• _Page extract_:

►

People's Deputy of Ukraine
- In office 12 December 2012 – 27 November 2014
- Preceded by: Constituency re-established
- Succeeded by: Vladyslav Bukhariev
- Constituency: Sumy Oblast, No. 162

Acting Governor of Sumy Oblast
- In office 25 June 2019 – 11 March 2020
- Preceded by: Vadym Akperov (acting)
- Succeeded by: Dmytro Zhyvytskyi

Personal details
- Born: 12 June 1971 (age 53) Chernihiv, Ukrainian SSR, Soviet Union (now Ukraine)
- Political party: Batkivshchyna

= Iryna Kupreychyk =

Ukrainian politician (born 1971)

Iryna Valeriyivna Kupreychyk (Ірина Валеріївна Купрейчик; born 12 June 1971) is a Ukrainian politician who served as a People's Deputy of Ukraine from Ukraine's 162nd electoral district from 2012 to 2014. She was later the acting Governor of Sumy Oblast from 2019 until 2020.

◄

• _Exercise directions_:
Answer these questions from the biographical extract on Iryna Kupreychyk:
(a) Who succeeded her as People's Deputy of Ukraine?
(b) Who preceded her as Acting Governor of Sumy Oblast?
(c) To which political party does she belong?

• _Point-per-instance localization data_:
►

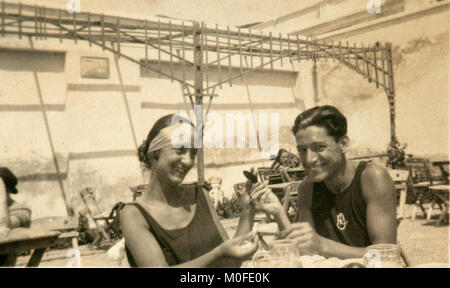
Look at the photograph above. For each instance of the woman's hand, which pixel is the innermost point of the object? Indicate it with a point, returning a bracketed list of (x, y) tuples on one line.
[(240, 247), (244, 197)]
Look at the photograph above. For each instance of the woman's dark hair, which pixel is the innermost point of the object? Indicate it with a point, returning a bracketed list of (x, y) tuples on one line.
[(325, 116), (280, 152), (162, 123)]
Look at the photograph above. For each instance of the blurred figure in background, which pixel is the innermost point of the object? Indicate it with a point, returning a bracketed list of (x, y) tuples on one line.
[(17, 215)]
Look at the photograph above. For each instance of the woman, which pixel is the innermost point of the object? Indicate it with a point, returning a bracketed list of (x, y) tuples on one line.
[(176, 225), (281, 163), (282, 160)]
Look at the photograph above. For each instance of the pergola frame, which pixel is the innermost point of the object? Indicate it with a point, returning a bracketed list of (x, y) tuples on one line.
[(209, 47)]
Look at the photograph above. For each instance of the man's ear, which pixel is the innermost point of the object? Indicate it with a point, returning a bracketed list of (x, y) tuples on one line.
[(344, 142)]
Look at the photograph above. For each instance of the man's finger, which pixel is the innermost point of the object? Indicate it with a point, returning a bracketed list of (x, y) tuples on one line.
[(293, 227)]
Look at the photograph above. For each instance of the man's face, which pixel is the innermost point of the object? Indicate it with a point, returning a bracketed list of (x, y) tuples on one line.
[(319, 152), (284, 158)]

◄
►

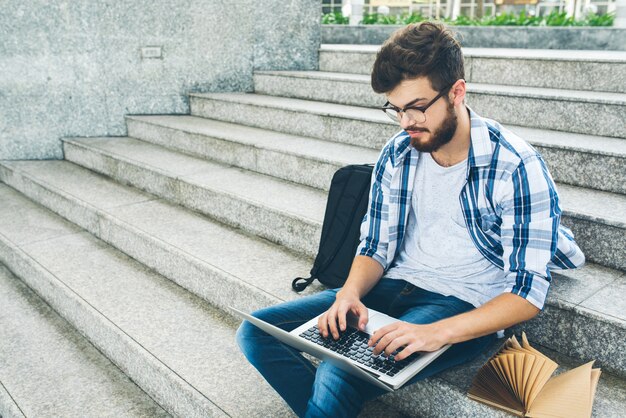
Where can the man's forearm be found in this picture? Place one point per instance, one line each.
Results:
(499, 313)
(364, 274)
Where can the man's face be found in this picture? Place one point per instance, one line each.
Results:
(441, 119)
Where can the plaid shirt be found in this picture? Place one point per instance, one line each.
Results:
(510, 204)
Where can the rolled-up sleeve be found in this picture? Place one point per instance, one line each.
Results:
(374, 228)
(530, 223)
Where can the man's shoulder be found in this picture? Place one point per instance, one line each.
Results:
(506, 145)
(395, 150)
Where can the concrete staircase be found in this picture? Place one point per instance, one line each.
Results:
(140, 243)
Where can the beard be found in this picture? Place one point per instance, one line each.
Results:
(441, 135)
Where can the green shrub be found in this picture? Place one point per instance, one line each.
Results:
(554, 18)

◄
►

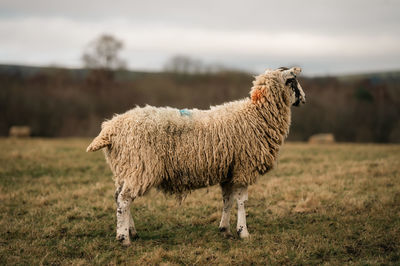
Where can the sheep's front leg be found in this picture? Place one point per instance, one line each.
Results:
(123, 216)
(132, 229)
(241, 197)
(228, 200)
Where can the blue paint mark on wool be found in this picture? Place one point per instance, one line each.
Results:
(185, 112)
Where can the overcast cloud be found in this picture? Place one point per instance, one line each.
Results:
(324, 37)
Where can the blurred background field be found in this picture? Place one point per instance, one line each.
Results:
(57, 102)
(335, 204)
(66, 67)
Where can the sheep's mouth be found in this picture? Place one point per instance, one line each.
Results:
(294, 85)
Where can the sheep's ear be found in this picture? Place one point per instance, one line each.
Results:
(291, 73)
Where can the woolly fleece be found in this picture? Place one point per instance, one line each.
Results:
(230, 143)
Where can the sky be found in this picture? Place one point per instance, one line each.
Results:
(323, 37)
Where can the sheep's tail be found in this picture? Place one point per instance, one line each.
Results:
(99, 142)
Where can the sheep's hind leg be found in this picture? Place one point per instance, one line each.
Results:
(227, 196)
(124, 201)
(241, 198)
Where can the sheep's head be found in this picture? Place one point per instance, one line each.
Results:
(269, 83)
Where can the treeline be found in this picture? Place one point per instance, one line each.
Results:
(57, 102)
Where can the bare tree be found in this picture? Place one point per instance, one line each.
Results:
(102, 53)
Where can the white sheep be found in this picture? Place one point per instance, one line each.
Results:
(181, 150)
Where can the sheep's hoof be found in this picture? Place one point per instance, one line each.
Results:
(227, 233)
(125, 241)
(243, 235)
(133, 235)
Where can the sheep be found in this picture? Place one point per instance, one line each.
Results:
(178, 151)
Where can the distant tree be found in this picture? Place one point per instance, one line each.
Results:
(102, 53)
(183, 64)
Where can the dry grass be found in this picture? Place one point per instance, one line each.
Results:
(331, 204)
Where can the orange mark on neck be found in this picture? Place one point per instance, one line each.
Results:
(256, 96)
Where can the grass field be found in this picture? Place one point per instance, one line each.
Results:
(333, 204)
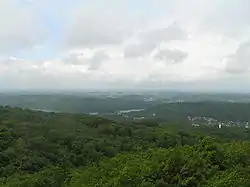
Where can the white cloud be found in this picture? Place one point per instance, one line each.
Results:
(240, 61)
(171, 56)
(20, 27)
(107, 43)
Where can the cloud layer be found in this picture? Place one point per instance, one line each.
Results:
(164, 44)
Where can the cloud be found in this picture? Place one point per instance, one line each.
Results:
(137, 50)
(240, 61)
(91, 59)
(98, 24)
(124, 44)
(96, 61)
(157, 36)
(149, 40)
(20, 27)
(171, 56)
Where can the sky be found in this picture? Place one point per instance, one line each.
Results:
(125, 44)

◄

• _Expected answer_:
(a) Vladyslav Bukhariev
(b) Vadym Akperov (acting)
(c) Batkivshchyna